_What you are asked to do_
Starting at the line that contains "Isolate longfin bannerfish", transcribe every remaining line of the entries exactly, including the last one.

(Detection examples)

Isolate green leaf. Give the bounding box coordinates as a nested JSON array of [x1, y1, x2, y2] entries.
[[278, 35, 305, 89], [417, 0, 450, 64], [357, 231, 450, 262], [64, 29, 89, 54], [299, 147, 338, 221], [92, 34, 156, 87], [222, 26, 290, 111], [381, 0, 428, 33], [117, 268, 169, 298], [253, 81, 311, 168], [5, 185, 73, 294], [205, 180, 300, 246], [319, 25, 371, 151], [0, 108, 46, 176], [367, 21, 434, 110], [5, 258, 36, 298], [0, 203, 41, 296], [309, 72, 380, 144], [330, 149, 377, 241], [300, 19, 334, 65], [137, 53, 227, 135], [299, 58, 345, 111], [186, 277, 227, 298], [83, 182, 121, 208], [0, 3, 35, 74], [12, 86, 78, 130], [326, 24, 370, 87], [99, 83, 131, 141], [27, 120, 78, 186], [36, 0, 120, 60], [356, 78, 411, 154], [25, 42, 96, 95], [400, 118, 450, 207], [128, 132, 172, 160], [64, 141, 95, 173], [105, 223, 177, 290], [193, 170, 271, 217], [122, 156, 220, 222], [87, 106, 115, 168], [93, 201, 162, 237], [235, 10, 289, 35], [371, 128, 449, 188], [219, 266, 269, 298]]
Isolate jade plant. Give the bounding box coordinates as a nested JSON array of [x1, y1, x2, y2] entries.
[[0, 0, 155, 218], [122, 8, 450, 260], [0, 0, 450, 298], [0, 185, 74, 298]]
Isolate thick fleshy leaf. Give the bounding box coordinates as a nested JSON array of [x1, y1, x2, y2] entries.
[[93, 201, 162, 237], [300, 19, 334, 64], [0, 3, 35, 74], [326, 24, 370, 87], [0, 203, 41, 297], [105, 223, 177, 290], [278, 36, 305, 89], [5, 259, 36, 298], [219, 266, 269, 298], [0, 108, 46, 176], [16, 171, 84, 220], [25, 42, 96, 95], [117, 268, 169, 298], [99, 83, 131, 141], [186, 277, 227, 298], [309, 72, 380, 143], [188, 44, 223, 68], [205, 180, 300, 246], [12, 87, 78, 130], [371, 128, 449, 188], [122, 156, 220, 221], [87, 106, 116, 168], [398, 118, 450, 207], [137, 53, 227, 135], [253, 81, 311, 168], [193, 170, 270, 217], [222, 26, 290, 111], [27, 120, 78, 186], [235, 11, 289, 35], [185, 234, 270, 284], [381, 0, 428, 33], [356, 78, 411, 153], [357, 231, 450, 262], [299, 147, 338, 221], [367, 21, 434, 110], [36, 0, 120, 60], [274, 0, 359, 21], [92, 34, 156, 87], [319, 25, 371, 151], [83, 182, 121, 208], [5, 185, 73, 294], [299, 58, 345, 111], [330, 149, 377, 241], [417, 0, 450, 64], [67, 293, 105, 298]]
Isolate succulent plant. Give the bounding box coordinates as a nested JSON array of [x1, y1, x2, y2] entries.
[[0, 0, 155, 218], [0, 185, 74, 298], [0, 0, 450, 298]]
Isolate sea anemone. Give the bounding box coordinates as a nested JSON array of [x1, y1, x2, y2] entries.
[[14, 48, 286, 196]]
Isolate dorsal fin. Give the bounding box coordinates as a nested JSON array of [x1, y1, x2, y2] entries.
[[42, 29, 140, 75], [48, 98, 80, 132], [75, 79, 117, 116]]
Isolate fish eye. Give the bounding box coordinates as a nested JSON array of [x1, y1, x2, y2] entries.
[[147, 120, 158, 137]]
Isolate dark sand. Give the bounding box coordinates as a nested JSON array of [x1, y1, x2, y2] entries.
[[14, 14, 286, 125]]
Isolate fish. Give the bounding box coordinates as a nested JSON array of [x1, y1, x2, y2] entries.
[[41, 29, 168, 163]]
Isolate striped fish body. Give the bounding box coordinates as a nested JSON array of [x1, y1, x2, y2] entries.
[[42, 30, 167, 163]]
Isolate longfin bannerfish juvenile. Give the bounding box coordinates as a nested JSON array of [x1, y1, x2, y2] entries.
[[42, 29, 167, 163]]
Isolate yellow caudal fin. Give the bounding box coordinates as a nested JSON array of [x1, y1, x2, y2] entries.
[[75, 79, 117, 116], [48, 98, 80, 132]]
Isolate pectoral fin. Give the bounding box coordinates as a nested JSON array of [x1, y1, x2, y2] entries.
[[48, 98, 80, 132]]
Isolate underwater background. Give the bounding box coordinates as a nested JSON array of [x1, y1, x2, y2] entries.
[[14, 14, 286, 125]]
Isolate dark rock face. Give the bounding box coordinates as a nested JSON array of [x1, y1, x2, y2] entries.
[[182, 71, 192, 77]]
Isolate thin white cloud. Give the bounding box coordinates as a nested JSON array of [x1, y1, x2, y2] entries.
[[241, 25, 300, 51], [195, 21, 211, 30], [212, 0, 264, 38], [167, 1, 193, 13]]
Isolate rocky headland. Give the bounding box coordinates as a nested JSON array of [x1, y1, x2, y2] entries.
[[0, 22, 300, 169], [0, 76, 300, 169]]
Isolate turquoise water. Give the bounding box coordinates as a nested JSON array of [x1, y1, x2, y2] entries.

_Solution_
Isolate longfin bannerfish juvenile. Give the bounding box coordinates as a nested JSON array of [x1, y1, x2, y2] entries.
[[42, 29, 167, 163]]
Isolate yellow caudal fin. Give the bounding box coordinates as a nested JSON array of [x1, y1, x2, y2] entries.
[[75, 79, 117, 116], [48, 98, 80, 132]]
Isolate pectoral fin. Give the bounding box coordinates as a nested JSON array of [x1, y1, x2, y2] entries.
[[48, 98, 80, 132]]
Isolate underwater background. Give the bounding box coordinates as a nested JSON array of [x1, y1, x2, y2] entries.
[[14, 14, 286, 125]]
Isolate dark rock face. Give the bounding box coordinates as a nested JSON array of [x1, y1, x2, y2] entries.
[[182, 71, 192, 77]]
Isolate thin white cloud. Give the bounding box coordinates as a nested JSON array of [x1, y1, x2, y2] entries.
[[241, 25, 300, 51], [195, 21, 211, 30], [212, 0, 264, 38], [167, 1, 193, 13]]
Isolate rocky headland. Give the bounding box coordinates as a nested JSON array of [x1, y1, x2, y2] entries.
[[0, 22, 300, 169], [0, 76, 300, 169]]
Isolate turquoise water. Give the bounding box coordinates as a nested JSON array of [x1, y1, x2, y2] entries.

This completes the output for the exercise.